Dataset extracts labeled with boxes
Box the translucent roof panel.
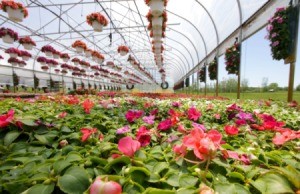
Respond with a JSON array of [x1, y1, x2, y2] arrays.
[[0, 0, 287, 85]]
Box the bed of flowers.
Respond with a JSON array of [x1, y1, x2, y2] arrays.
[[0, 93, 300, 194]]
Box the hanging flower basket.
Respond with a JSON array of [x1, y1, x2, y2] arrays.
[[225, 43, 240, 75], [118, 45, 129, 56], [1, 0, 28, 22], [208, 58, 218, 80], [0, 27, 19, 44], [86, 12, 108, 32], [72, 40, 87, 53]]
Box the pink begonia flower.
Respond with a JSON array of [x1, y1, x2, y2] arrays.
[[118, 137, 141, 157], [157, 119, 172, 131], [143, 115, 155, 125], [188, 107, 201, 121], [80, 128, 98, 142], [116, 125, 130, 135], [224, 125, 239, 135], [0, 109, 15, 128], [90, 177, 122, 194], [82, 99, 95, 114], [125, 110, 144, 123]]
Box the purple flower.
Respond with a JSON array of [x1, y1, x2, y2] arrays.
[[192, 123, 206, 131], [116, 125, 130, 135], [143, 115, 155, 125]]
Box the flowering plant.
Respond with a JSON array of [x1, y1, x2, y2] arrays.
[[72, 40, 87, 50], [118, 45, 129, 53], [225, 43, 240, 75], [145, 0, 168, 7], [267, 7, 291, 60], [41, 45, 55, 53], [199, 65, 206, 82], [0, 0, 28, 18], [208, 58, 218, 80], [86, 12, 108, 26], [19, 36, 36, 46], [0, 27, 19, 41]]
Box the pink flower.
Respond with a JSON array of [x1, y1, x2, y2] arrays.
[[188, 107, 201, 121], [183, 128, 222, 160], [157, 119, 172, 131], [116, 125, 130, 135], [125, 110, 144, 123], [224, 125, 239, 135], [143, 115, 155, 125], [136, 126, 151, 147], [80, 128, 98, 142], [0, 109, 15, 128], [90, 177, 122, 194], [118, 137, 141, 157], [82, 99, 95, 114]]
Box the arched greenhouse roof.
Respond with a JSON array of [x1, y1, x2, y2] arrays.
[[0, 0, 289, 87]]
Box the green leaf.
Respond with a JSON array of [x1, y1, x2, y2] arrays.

* **Exercise prompt**
Please copy all of the lines above word for word, leaving the pictures out.

* **Written answer**
Box the translucent roof panel.
Respond with a JSON array of [x1, y1, x2, y2] arrays.
[[0, 0, 287, 85]]
Box the bed of flowers.
Respond with a JSON array of [x1, y1, x2, y2] arrays.
[[0, 93, 300, 194]]
Box the hanging flower basket.
Respond with a JSON array of [x1, y1, x2, y2] arrays.
[[225, 43, 240, 75], [118, 45, 129, 56], [1, 0, 28, 22], [208, 58, 218, 80], [0, 27, 19, 44], [86, 12, 108, 32], [72, 40, 87, 53]]
Box the pink begonia flower.
Respond with a JSON array of [x1, y1, x2, y2] arrays.
[[118, 137, 141, 157], [157, 119, 172, 131], [143, 115, 155, 125], [188, 107, 201, 121], [80, 128, 98, 142], [116, 125, 130, 135], [224, 125, 239, 135], [0, 109, 15, 128], [90, 177, 122, 194], [82, 99, 95, 114], [125, 110, 144, 123]]
Box the purple flower.
Respond with a JSON array of [x1, y1, x2, y2] arrays.
[[192, 123, 206, 131], [116, 125, 130, 135], [143, 115, 155, 125]]
Box the flowering plant.
Respond with a JSON array of [x1, y1, x2, y2] arrays.
[[72, 40, 87, 50], [118, 45, 129, 53], [225, 43, 240, 75], [145, 0, 168, 7], [267, 7, 291, 60], [41, 45, 55, 53], [199, 65, 206, 82], [0, 0, 28, 18], [208, 58, 218, 80], [86, 12, 108, 26], [19, 36, 36, 46], [0, 27, 19, 41]]
Box the pink flower.
Respond with a JSON array of [x1, y1, x2, y2] arrays.
[[188, 107, 201, 121], [183, 128, 222, 160], [157, 119, 172, 131], [116, 125, 130, 135], [125, 110, 144, 123], [224, 125, 239, 135], [143, 115, 155, 125], [136, 126, 151, 147], [80, 128, 98, 142], [0, 109, 15, 128], [90, 177, 122, 194], [118, 137, 141, 157], [82, 99, 95, 114]]
Box the arched greenhouse roof.
Respond with a JSON array of [x1, y1, x2, y2] arrays.
[[0, 0, 289, 87]]
Box the green leaf.
Respond with a JSON array of [x1, y1, x2, y2] arrays.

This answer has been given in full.